REQUIRED ACTION ▸ Take the data below and write it out exactly, except for the pictures.

Records from a data collection
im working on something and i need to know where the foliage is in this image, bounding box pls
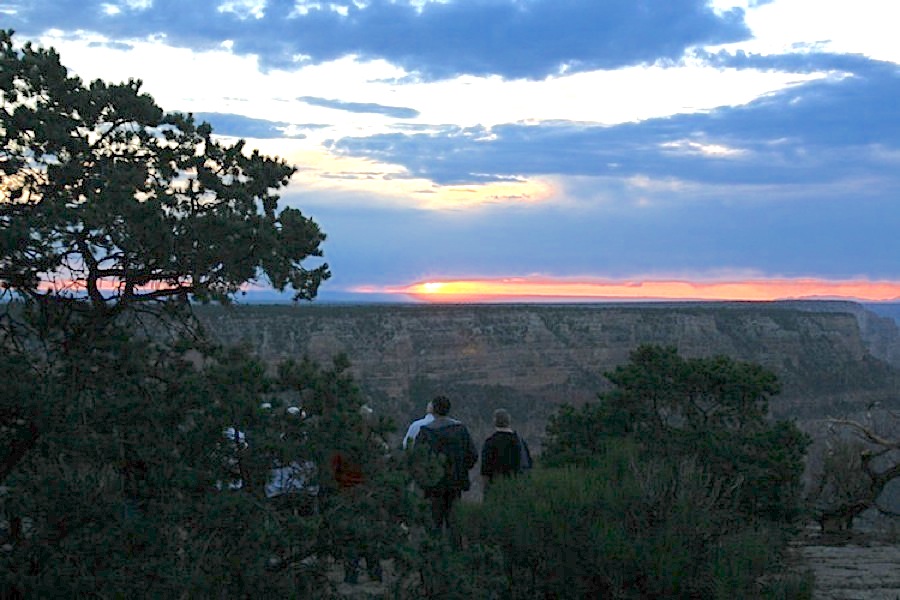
[0,32,432,597]
[544,344,810,523]
[541,401,611,468]
[526,346,812,597]
[278,354,427,581]
[1,330,427,597]
[457,446,800,599]
[388,533,507,600]
[0,29,329,311]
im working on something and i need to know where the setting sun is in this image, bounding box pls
[365,277,900,303]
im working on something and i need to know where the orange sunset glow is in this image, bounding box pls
[361,278,900,303]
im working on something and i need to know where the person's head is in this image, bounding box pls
[425,400,434,415]
[432,395,451,417]
[493,408,511,429]
[358,403,375,433]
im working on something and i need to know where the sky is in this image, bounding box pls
[5,0,900,303]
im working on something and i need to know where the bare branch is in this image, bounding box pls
[827,418,900,449]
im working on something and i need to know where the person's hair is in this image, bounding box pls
[432,395,451,416]
[494,408,511,428]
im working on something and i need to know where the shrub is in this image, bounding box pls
[392,534,507,599]
[543,345,810,525]
[459,443,792,599]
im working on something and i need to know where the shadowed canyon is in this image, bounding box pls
[199,300,900,451]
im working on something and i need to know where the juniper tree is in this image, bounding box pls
[0,31,427,597]
[544,345,810,523]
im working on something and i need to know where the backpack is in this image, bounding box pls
[417,423,476,492]
[517,434,533,472]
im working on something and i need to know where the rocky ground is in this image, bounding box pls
[788,526,900,600]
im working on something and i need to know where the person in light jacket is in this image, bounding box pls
[402,401,434,449]
[415,395,477,541]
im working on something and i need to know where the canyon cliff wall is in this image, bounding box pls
[198,301,900,449]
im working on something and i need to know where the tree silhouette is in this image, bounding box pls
[0,32,426,597]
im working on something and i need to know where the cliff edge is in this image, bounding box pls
[198,301,900,447]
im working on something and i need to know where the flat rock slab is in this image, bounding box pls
[792,540,900,600]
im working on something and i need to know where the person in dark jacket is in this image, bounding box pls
[415,395,478,541]
[481,408,532,493]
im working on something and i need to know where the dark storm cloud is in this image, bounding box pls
[192,112,305,139]
[331,57,900,186]
[298,96,419,118]
[6,0,750,79]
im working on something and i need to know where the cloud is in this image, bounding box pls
[7,0,751,79]
[298,96,419,118]
[697,49,879,74]
[192,112,306,139]
[331,56,900,186]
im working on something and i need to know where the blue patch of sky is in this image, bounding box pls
[87,40,134,51]
[294,177,900,290]
[298,96,419,118]
[192,112,306,139]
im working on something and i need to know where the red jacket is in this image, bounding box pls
[330,452,364,489]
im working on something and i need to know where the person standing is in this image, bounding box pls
[481,409,532,493]
[328,405,384,584]
[414,395,477,541]
[402,401,434,449]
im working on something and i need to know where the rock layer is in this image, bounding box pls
[198,301,900,447]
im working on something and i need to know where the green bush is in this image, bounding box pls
[543,345,810,525]
[458,444,796,599]
[390,534,507,600]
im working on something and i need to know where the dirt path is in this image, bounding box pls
[789,529,900,600]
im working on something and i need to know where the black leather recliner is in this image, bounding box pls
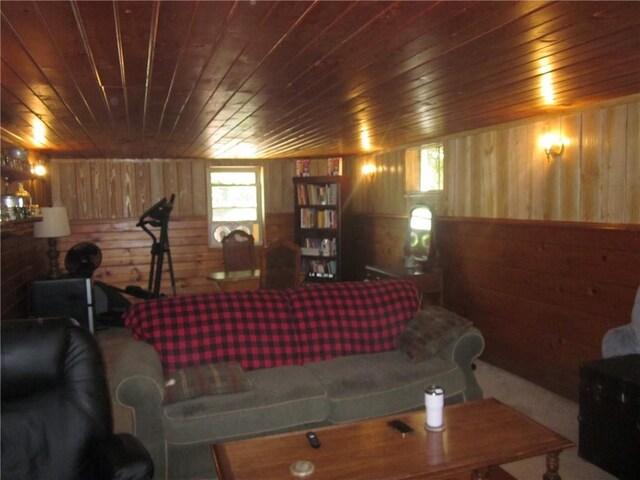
[1,317,154,480]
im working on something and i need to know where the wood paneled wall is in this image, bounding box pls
[342,213,406,280]
[49,157,337,220]
[346,214,640,401]
[437,217,640,401]
[57,212,294,298]
[343,96,640,401]
[46,157,324,296]
[1,223,49,319]
[444,100,639,223]
[345,97,640,225]
[32,95,639,401]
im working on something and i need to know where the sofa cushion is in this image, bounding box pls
[288,279,419,363]
[163,365,328,444]
[123,290,299,373]
[304,351,466,423]
[398,306,472,362]
[163,362,252,405]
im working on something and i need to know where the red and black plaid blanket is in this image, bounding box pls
[124,279,419,373]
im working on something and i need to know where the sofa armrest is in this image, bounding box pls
[112,336,166,480]
[436,326,485,401]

SOLVED EXERCISE ▸
im working on something and i need to know where the foliage is in this image, bounding box pls
[0,32,432,597]
[544,344,810,523]
[541,401,611,468]
[526,346,812,597]
[278,354,427,581]
[1,330,427,597]
[457,446,800,599]
[388,533,507,600]
[0,29,329,311]
im working on something and i need to know where the setting sun is in this image, bounding box pls
[365,277,900,303]
im working on something and i need to know where the orange sunset glow is in this image, bounding box pls
[361,278,900,303]
im working on something and i need to know where the person's head is in this image, bounding box pls
[425,400,434,415]
[432,395,451,417]
[493,408,511,429]
[358,403,375,433]
im working on something and i need to know where the sky is in this image, bounding box pls
[5,0,900,303]
im working on something and i need to know where the bare branch is in this image, bounding box pls
[827,418,900,449]
im working on something and i need to know where the person's hair is in this image, bounding box pls
[432,395,451,416]
[494,408,511,428]
im working on something and i need to know where the shrub is in this image, bounding box pls
[392,534,507,599]
[543,345,810,525]
[459,443,792,599]
im working on something and i need to know where the shadowed canyon is in this image, bounding box pls
[199,300,900,451]
im working on something and i need to know where the juniper tree is in this image, bounding box pls
[0,31,427,597]
[544,345,810,523]
im working on something and i need to know where the backpack is in this image, bounding box pls
[417,423,476,492]
[517,434,533,472]
im working on something and i need to know where the rocky ground is in this image, bounding box pls
[788,526,900,600]
im working on something and i need to know where the person in light jacket is in this image, bounding box pls
[402,401,434,449]
[415,395,477,541]
im working on something and i need to know where the canyon cliff wall is in this image, bounding box pls
[198,301,900,449]
im working on something and i need to know where the tree silhouette is in this image, bounding box pls
[0,32,426,597]
im working on something and i need to know where the cliff edge is in this image, bounding box pls
[198,301,900,447]
im working on something and i need to know where the flat rock slab is in this image, bounding box pls
[792,540,900,600]
im working on something and i need to know where the person in dark jacket is in this image, bounding box pls
[415,395,478,541]
[481,408,532,493]
im working on something and i need to know where the dark storm cloud is in this image, bounding box pls
[192,112,305,139]
[331,57,900,186]
[298,96,419,118]
[6,0,750,79]
im working on something and i need to know where the cloud is in this image, bounding box pls
[7,0,751,79]
[298,96,419,118]
[697,49,879,74]
[192,112,306,139]
[331,56,900,186]
im working on something and i need to know where the blue patch of sky is in this image, bounding box pls
[87,40,134,51]
[294,177,900,290]
[298,96,419,118]
[192,112,306,139]
im working on something and i need to know where the red jacket is in this image, bounding box pls
[330,452,364,489]
im working on something and i need to know where the person standing is in this image, bounding box pls
[481,409,532,493]
[328,405,384,584]
[414,395,477,541]
[402,401,434,449]
im working on something and i need to know where the rock layer is in this image, bounding box pls
[198,301,900,447]
im working on something and i need to know where the green bush is in this image, bounding box pls
[543,345,810,525]
[458,444,796,599]
[390,534,507,600]
im working on something and i need to know where the dirt path is in this image, bounding box pls
[789,529,900,600]
im working on something and i need to know where the black leather recliner is in this image, bounding box pls
[1,317,154,480]
im working on something and i need to know where the wood paneled wall is in this image, bounding box pls
[342,213,406,280]
[49,157,337,220]
[346,214,640,401]
[437,217,640,401]
[57,212,294,298]
[343,96,640,401]
[46,157,324,296]
[1,223,49,319]
[444,100,639,223]
[345,97,640,225]
[32,95,639,401]
im working on something and i need to know where the sofa cushion is in this image, bounding box pls
[288,279,419,363]
[163,365,328,444]
[123,290,299,373]
[304,351,466,423]
[398,306,472,362]
[163,362,252,405]
im working on something and i need to know where the red and black plaid blanket is in this image, bounding box pls
[124,279,419,373]
im working on something and i need to know where the sofa armrest is in this image, bounding box pls
[112,336,166,480]
[436,326,485,401]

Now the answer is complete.